### Stated goal:
Reproduce the listing below verbatim, line for line, leaving out the pictures.

—————

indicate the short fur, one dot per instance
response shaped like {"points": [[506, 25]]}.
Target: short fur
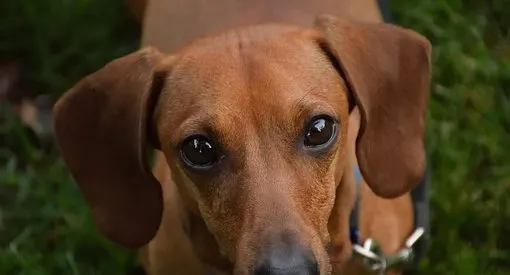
{"points": [[252, 89]]}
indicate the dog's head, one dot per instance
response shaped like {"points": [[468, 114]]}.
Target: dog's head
{"points": [[253, 123]]}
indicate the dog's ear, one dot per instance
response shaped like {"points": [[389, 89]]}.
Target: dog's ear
{"points": [[101, 127], [387, 69]]}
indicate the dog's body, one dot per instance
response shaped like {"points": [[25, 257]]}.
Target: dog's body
{"points": [[250, 89]]}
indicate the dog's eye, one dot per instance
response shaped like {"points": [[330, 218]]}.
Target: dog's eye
{"points": [[320, 131], [199, 152]]}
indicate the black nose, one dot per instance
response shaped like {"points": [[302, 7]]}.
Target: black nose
{"points": [[286, 257]]}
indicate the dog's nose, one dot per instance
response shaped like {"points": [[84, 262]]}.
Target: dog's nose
{"points": [[286, 259]]}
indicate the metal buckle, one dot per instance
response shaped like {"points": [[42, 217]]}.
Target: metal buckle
{"points": [[376, 261]]}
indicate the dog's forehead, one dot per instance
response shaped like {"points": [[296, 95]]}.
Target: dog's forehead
{"points": [[268, 73]]}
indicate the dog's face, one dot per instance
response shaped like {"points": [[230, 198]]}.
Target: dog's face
{"points": [[256, 136], [253, 123]]}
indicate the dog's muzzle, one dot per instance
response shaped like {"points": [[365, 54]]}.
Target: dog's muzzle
{"points": [[286, 257]]}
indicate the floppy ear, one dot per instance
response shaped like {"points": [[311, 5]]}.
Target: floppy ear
{"points": [[101, 127], [387, 69]]}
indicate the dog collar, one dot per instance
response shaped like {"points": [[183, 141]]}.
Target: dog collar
{"points": [[420, 201]]}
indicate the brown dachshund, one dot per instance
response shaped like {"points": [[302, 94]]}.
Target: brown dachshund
{"points": [[256, 131]]}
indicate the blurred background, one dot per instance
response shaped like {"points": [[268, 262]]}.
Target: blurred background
{"points": [[46, 46]]}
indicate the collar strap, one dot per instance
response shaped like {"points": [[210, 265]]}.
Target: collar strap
{"points": [[420, 199]]}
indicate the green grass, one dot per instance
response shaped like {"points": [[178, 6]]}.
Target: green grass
{"points": [[45, 227]]}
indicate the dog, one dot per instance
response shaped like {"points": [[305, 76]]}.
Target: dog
{"points": [[256, 131]]}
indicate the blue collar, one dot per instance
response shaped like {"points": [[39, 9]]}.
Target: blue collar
{"points": [[421, 209]]}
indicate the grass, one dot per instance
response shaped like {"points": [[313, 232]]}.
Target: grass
{"points": [[45, 227]]}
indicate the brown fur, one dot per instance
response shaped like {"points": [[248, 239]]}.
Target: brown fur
{"points": [[252, 88]]}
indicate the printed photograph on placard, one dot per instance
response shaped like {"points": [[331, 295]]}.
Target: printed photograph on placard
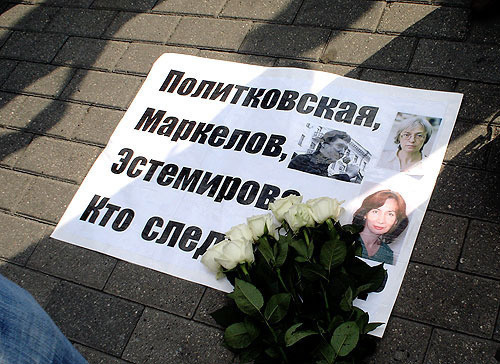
{"points": [[330, 153], [409, 143]]}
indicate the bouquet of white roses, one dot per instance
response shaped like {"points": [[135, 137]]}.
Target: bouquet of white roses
{"points": [[294, 286]]}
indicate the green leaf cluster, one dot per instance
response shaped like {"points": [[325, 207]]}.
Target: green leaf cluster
{"points": [[294, 304]]}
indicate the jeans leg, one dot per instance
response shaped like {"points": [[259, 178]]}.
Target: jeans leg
{"points": [[27, 334]]}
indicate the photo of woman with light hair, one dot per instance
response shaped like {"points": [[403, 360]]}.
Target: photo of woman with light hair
{"points": [[383, 217], [411, 135]]}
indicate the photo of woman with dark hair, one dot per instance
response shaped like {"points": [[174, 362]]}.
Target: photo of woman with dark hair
{"points": [[383, 217]]}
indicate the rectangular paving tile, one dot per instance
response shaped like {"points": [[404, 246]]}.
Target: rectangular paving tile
{"points": [[149, 27], [395, 348], [14, 186], [97, 125], [425, 21], [39, 285], [162, 338], [101, 88], [467, 192], [481, 101], [481, 250], [458, 60], [449, 299], [41, 79], [212, 33], [468, 145], [286, 41], [139, 57], [82, 22], [440, 240], [406, 79], [93, 318], [450, 347], [19, 237], [72, 263], [155, 289], [38, 47], [198, 7], [27, 17], [59, 158], [278, 11], [376, 50], [46, 199], [13, 144], [354, 14], [90, 53]]}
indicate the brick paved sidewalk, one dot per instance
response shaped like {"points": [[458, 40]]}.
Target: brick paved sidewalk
{"points": [[68, 71]]}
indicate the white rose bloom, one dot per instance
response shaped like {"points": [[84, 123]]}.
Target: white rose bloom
{"points": [[323, 208], [298, 216], [240, 233], [259, 223], [281, 206], [234, 253]]}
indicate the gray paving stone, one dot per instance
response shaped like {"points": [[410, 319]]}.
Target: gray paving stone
{"points": [[139, 58], [155, 289], [467, 192], [41, 79], [161, 338], [38, 47], [377, 50], [82, 22], [238, 57], [481, 250], [481, 101], [449, 348], [425, 21], [354, 14], [137, 5], [440, 240], [346, 71], [198, 7], [6, 67], [149, 27], [27, 17], [286, 41], [39, 285], [91, 53], [97, 357], [97, 125], [212, 33], [100, 88], [408, 80], [12, 146], [93, 318], [395, 346], [459, 60], [59, 158], [14, 186], [449, 299], [212, 300], [72, 263], [280, 11], [468, 145], [46, 199]]}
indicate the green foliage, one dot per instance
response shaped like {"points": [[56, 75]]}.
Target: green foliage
{"points": [[294, 304]]}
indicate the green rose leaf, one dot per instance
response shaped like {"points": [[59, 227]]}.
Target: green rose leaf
{"points": [[345, 337], [240, 335], [292, 336], [332, 254], [277, 307], [247, 297]]}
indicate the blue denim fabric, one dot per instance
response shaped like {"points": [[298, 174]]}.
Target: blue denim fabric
{"points": [[27, 334]]}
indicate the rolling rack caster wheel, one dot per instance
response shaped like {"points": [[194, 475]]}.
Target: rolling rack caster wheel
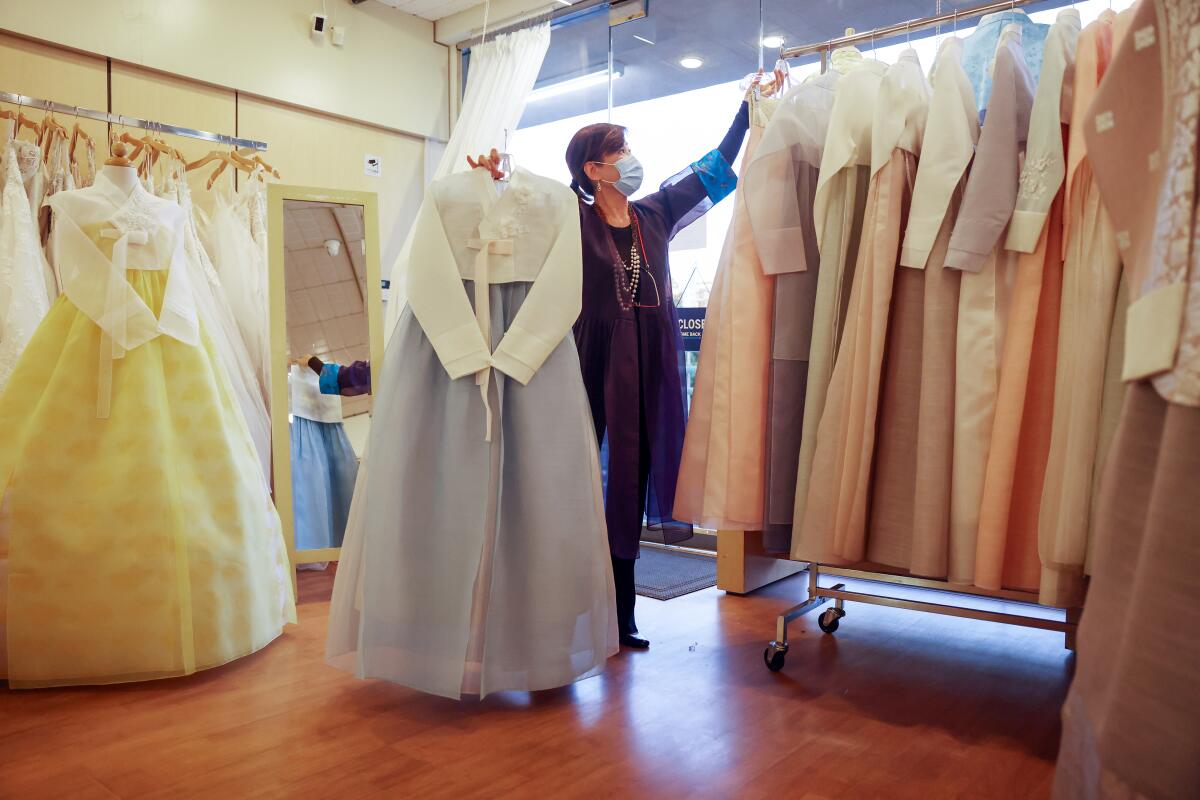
{"points": [[829, 618], [774, 656]]}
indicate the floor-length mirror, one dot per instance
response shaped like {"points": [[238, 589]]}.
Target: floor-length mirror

—————

### Result below:
indicate the short fur, one dot per instance
response shaped like {"points": [[506, 25]]}.
Target: short fur
{"points": [[252, 89]]}
indicate the dog's head, one dot per instance
response shaped like {"points": [[468, 114]]}.
Target: dog's head
{"points": [[253, 123]]}
indicate the dog's ear, one dot per instance
response shaped like {"points": [[389, 89]]}.
Target: dog's ear
{"points": [[101, 127], [387, 69]]}
indicate the dog's body, one dot per instance
response shaped like {"points": [[25, 257]]}.
Target: dog's body
{"points": [[250, 89]]}
indicate the dog's eye, one dot per instance
response shaped like {"points": [[330, 218]]}.
Target: dog's eye
{"points": [[320, 131], [199, 152]]}
indicate the black nose, one dot per instance
response shaped like {"points": [[302, 7]]}.
Target: black nose
{"points": [[286, 257]]}
indicate the dog's nose, one dot per instance
response shaped like {"points": [[84, 262]]}.
Target: dog's nose
{"points": [[286, 259]]}
indicate the metal buckle, one dot per instance
response shaped like {"points": [[42, 217]]}.
Target: metal buckle
{"points": [[376, 261]]}
indicate the dog's forehead, one dot per instance
response shaped like {"points": [[296, 95]]}.
Target: dog's forehead
{"points": [[268, 73]]}
indicate the dog's face, one dot per instance
response shaped like {"points": [[230, 198]]}.
Target: dog's face
{"points": [[256, 136], [253, 123]]}
indicate the dog's muzzle, one dot per instance
response shaped like {"points": [[365, 54]]}.
Target: dog's muzzle
{"points": [[286, 257]]}
indicate the floppy ear, one dot per instance
response shaped like {"points": [[311, 5]]}.
Target: floppy ear
{"points": [[101, 127], [387, 69]]}
indicate the dog collar, one dot per instance
response shaped like {"points": [[183, 141]]}.
Target: dog collar
{"points": [[420, 201]]}
indicate the brown dachshund, one dot per instance
response shaped like {"points": [[302, 94]]}.
Target: brown dachshund
{"points": [[256, 131]]}
indicate the blurred background, one dot per instance
response shaped like {"points": [[268, 262]]}.
Target: blurred background
{"points": [[46, 46]]}
indicate the collar strap, one dot per instance
response shaped like {"points": [[210, 265]]}.
Target: collar strap
{"points": [[420, 199]]}
indicate the green grass, one dot per instance
response shaped like {"points": [[178, 6]]}.
Target: green grass
{"points": [[45, 227]]}
indicate the dog, one dot per instance
response shaped like {"points": [[305, 76]]}.
Target: dog
{"points": [[256, 131]]}
indicate the blue collar, one dot per instance
response shaped like {"points": [[39, 9]]}.
Target: blue collar
{"points": [[421, 209]]}
indicate the grass, one dot per instance
response shaped like {"points": [[313, 232]]}.
Target: grass
{"points": [[45, 227]]}
indicate the brown fur, one dot per instance
response shaped like {"points": [[248, 239]]}.
Target: brown fur
{"points": [[252, 88]]}
indicate the printed photograph on placard, one dot per instance
response shaped like {"points": [[331, 295]]}.
Target: printed photograph on placard
{"points": [[330, 153], [409, 143]]}
indicate the bouquet of white roses, one dot per instance
response shaped like {"points": [[135, 137]]}.
Target: bouquet of white roses
{"points": [[294, 286]]}
indicate the green leaf cluster, one dot per instance
response shaped like {"points": [[325, 207]]}.
Target: green leaf cluster
{"points": [[294, 304]]}
indicate the jeans leg, one dot per instance
response shaped like {"points": [[259, 178]]}.
Target: jeans leg
{"points": [[27, 334]]}
indicate the photo of woman with light hair, one dot per instance
response shaped like {"points": [[403, 360]]}.
Target: photo of woman with light hair
{"points": [[383, 217], [411, 135]]}
indicate the photo of woman with dark hair, one dot per instance
response shaped like {"points": [[174, 362]]}.
Target: photo of woman with dark hair
{"points": [[383, 217]]}
indicate the rectangular paving tile, one dot per instance
response shaped like {"points": [[404, 246]]}.
Target: rectangular paving tile
{"points": [[149, 27], [395, 348], [14, 186], [97, 125], [425, 21], [39, 285], [162, 338], [101, 88], [467, 192], [481, 101], [481, 250], [458, 60], [449, 299], [41, 79], [212, 33], [468, 145], [286, 41], [139, 57], [82, 22], [440, 240], [406, 79], [93, 318], [450, 347], [19, 237], [72, 263], [155, 289], [38, 47], [198, 7], [27, 17], [59, 158], [278, 11], [376, 50], [46, 199], [13, 144], [354, 14], [90, 53]]}
indicate the brick paved sidewalk, one dot per instance
response shaped like {"points": [[458, 40]]}.
Target: brick paved sidewalk
{"points": [[68, 71]]}
indicate the white rose bloom, one dot per instance
response shaped like {"points": [[84, 123]]}.
Target: white rose bloom
{"points": [[323, 208], [298, 216], [240, 233], [259, 223], [281, 206], [234, 253]]}
indicate the gray paving stone, one dot per instance
response shaped like {"points": [[410, 319]]}.
Target: gray paving stone
{"points": [[139, 58], [155, 289], [467, 192], [41, 79], [161, 338], [38, 47], [377, 50], [82, 22], [238, 57], [481, 250], [481, 101], [449, 348], [425, 21], [354, 14], [137, 5], [440, 240], [346, 71], [198, 7], [6, 67], [149, 27], [27, 17], [286, 41], [39, 285], [91, 53], [97, 357], [97, 125], [212, 33], [100, 88], [408, 80], [12, 146], [93, 318], [395, 346], [459, 60], [59, 158], [14, 186], [449, 299], [212, 300], [72, 263], [280, 11], [468, 145], [46, 199]]}
indicate the green foliage, one dot per instance
response shaped like {"points": [[56, 75]]}.
Target: green foliage
{"points": [[294, 304]]}
indicate the green rose leaf, one dot per instance
response shaped like {"points": [[59, 227]]}.
Target: green rose leaf
{"points": [[345, 337], [240, 335], [292, 336], [332, 254], [277, 307], [247, 297]]}
indicate the blue denim fabric, one dot per instance
response shaped like {"points": [[298, 174]]}.
Target: blue denim fabric
{"points": [[27, 334]]}
indicate the rolling rack caster wheel, one dot per instance
response shaped like {"points": [[194, 475]]}.
Target: rolling rack caster wheel
{"points": [[829, 618], [774, 656]]}
indicate the floor-length mirror, one dot per instance
response shaped like {"points": [[238, 589]]}.
Target: floor-length mirror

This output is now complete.